• Exercise goal
Your answer must be the lines from the top of the listing below through the line that holds "Where can the dry", retyped exactly, with no pictures.
┄┄┄┄┄┄┄┄┄┄
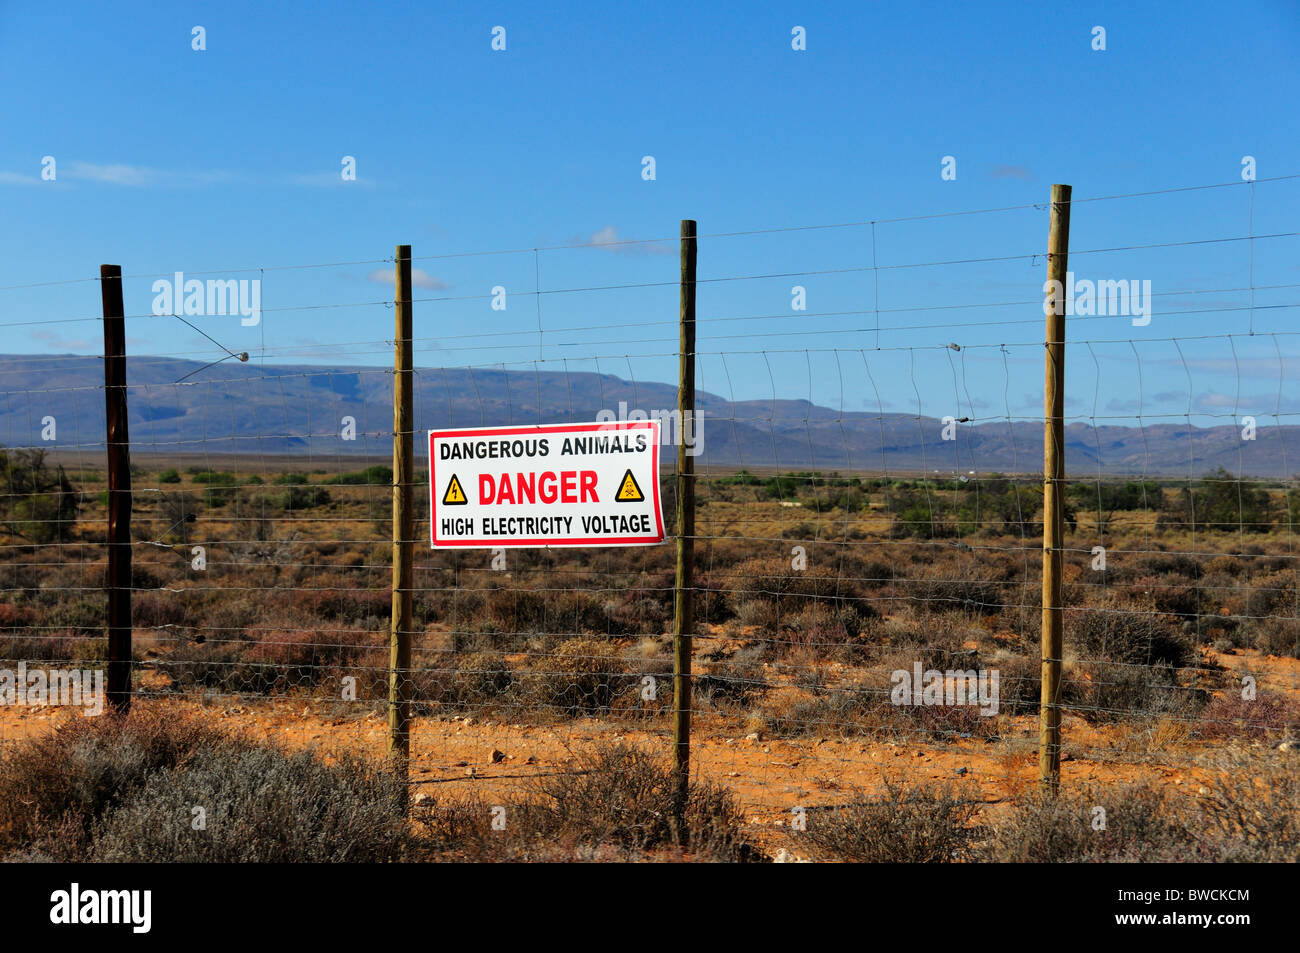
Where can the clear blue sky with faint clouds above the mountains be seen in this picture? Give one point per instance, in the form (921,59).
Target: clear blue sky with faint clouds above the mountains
(227,163)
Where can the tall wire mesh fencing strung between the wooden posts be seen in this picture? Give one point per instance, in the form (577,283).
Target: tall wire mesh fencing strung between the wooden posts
(869,504)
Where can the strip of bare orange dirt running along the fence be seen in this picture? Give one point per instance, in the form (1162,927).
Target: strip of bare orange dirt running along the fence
(458,756)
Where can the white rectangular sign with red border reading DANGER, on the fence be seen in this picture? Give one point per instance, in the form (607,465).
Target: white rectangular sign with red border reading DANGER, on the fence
(547,486)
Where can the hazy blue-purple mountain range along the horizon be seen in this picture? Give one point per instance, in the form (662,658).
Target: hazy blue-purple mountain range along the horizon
(301,410)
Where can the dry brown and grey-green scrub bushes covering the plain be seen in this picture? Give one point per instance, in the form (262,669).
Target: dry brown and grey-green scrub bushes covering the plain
(813,590)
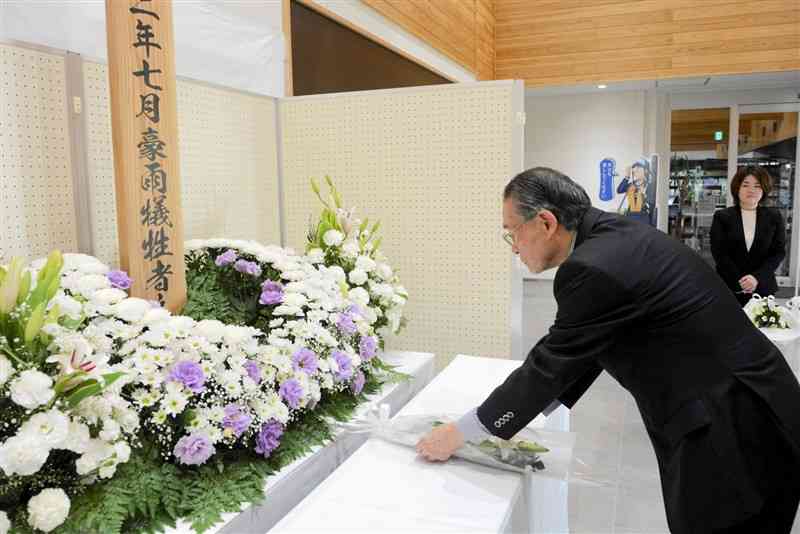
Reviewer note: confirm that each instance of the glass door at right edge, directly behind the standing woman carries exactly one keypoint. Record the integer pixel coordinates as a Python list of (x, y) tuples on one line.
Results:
[(767, 138)]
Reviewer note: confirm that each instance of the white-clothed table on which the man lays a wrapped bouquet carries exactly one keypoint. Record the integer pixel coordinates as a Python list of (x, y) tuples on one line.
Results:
[(384, 487)]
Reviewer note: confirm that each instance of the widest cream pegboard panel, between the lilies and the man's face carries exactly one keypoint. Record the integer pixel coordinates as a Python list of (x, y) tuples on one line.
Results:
[(431, 164)]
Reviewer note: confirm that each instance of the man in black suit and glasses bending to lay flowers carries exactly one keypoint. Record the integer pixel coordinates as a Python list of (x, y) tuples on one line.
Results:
[(719, 401)]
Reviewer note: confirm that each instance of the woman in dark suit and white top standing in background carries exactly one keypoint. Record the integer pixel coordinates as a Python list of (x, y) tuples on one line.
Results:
[(748, 241)]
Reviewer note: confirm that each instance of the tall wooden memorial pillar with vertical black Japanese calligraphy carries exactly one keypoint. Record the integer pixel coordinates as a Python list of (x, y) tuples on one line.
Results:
[(141, 71)]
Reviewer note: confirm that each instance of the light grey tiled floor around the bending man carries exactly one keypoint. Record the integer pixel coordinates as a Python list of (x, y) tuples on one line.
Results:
[(612, 440)]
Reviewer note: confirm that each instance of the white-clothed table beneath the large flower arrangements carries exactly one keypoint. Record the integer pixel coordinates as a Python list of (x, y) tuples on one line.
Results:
[(291, 484)]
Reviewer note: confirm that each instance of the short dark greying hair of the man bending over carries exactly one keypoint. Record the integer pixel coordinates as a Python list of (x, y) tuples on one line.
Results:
[(543, 188)]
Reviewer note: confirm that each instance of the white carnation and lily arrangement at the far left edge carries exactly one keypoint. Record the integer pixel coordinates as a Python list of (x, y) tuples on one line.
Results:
[(64, 423)]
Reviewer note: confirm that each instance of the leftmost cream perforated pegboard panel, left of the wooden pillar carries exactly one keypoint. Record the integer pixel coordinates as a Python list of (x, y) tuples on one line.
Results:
[(37, 213)]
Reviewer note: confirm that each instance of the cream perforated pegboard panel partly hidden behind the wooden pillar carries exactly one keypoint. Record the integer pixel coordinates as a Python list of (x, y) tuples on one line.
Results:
[(228, 161)]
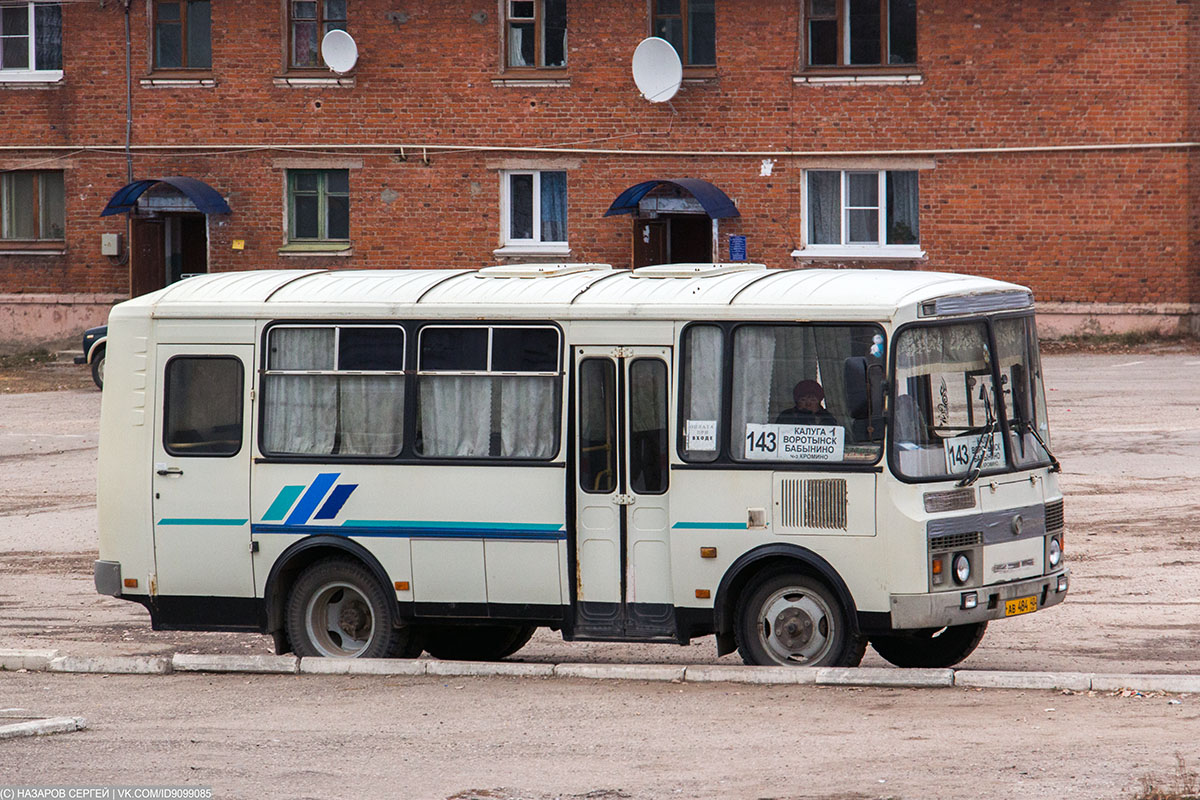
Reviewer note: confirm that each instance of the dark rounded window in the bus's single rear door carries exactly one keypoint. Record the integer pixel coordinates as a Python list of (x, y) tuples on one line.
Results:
[(202, 406)]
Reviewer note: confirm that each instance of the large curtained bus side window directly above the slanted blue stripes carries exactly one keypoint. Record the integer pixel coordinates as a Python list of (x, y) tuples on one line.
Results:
[(334, 392)]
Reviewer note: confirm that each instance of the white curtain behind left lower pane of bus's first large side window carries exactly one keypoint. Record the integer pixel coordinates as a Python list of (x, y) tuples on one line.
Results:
[(301, 414)]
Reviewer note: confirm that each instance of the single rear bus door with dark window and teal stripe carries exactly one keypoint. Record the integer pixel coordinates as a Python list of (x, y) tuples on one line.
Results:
[(202, 472)]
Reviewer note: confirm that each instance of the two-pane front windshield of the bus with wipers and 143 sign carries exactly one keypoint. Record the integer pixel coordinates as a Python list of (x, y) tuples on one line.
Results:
[(950, 419)]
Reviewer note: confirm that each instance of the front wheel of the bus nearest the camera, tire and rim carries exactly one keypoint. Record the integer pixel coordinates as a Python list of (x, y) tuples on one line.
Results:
[(795, 621)]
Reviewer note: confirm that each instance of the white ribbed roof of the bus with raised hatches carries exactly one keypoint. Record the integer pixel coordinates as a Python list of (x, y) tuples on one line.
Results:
[(574, 292)]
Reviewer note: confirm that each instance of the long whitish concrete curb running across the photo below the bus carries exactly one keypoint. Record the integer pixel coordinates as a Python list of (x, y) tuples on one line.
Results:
[(865, 677)]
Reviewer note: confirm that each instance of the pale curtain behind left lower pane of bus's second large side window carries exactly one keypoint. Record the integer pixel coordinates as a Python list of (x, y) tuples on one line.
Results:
[(457, 416)]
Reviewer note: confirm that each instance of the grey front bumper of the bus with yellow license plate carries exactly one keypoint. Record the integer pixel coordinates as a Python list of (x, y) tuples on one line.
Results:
[(944, 609)]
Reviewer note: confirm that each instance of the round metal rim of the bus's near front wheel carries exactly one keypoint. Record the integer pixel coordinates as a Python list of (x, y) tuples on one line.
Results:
[(796, 627)]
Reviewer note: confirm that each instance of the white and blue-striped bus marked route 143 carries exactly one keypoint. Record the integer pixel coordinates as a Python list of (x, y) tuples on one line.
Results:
[(385, 464)]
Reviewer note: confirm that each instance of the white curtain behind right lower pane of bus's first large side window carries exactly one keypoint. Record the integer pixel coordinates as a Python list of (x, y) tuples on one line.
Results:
[(371, 419)]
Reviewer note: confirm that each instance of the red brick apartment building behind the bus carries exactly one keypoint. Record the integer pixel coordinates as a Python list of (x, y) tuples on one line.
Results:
[(1046, 142)]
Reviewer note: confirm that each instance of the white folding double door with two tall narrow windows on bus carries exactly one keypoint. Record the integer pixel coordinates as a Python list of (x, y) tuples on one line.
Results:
[(622, 552)]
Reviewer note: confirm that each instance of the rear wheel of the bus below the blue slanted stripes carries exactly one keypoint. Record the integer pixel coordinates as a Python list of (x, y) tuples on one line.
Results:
[(338, 609)]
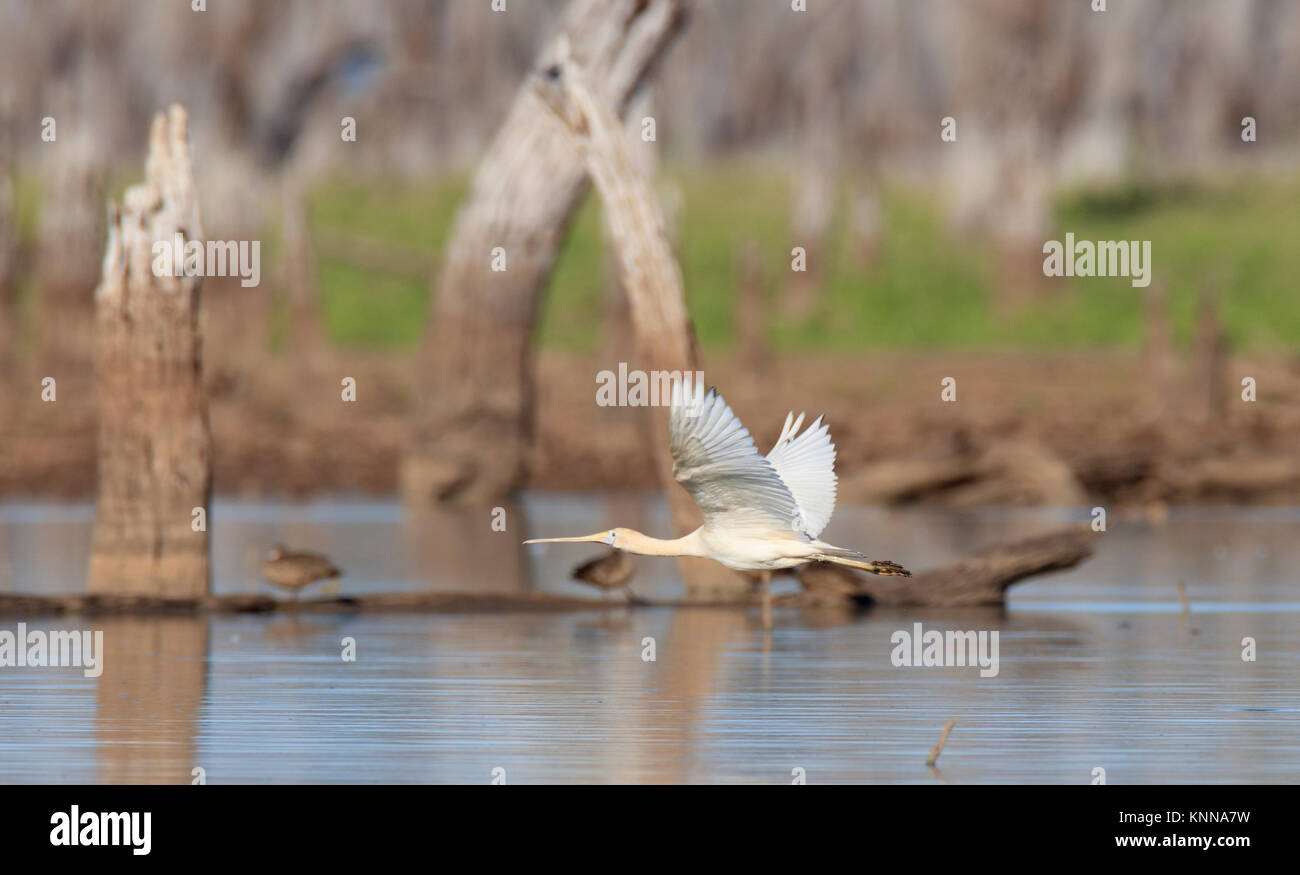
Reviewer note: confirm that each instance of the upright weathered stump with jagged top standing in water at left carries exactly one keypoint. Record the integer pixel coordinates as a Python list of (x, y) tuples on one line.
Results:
[(155, 451)]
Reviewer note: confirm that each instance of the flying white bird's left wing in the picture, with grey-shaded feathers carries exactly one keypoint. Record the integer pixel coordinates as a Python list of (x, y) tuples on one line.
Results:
[(714, 458)]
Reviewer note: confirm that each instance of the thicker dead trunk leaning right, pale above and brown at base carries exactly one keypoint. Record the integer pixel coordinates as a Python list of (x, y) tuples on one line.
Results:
[(474, 415)]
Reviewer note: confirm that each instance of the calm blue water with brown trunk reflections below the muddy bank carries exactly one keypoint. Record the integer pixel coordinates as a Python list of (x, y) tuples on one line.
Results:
[(1099, 666)]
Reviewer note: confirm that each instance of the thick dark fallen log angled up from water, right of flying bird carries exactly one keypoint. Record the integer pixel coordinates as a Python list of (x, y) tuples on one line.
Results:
[(981, 579)]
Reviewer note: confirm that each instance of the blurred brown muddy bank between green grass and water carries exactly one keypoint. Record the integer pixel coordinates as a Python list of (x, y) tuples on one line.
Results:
[(1025, 430)]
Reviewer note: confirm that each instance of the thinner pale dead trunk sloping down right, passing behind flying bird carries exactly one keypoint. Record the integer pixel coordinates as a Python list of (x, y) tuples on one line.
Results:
[(651, 276)]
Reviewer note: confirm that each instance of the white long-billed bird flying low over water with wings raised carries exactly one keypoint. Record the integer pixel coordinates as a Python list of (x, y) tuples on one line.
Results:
┄┄┄┄┄┄┄┄┄┄
• Task response
Where can the clear blue sky with faint clouds above the mountains be seen in this picture? Give one point per instance, in the form (921,59).
Target: clear blue sky with faint clouds above the mountains
(227,163)
Where can the tall wire mesh fencing strung between the wooden posts be seen in this picture? Give one point per instance, in the form (577,283).
Target: tall wire mesh fencing strung between the wooden posts
(869,504)
Where can the strip of bare orange dirt running along the fence be seen in this picture? Give one point per instance, in the form (1162,927).
Target: strip of bare orange dirt running along the fence
(458,756)
Where can the white rectangular sign with red border reading DANGER, on the fence be seen in this picture? Give one point per instance, in the form (607,465).
Target: white rectangular sign with red border reading DANGER, on the fence
(547,486)
Where can the hazy blue-purple mountain range along the horizon be seen in this picture? Give one point per instance, in the form (662,658).
Target: hazy blue-purple mountain range along the horizon
(301,410)
Where can the dry brown and grey-green scrub bushes covering the plain be seen in this picture? Give one point per instance, in the form (262,669).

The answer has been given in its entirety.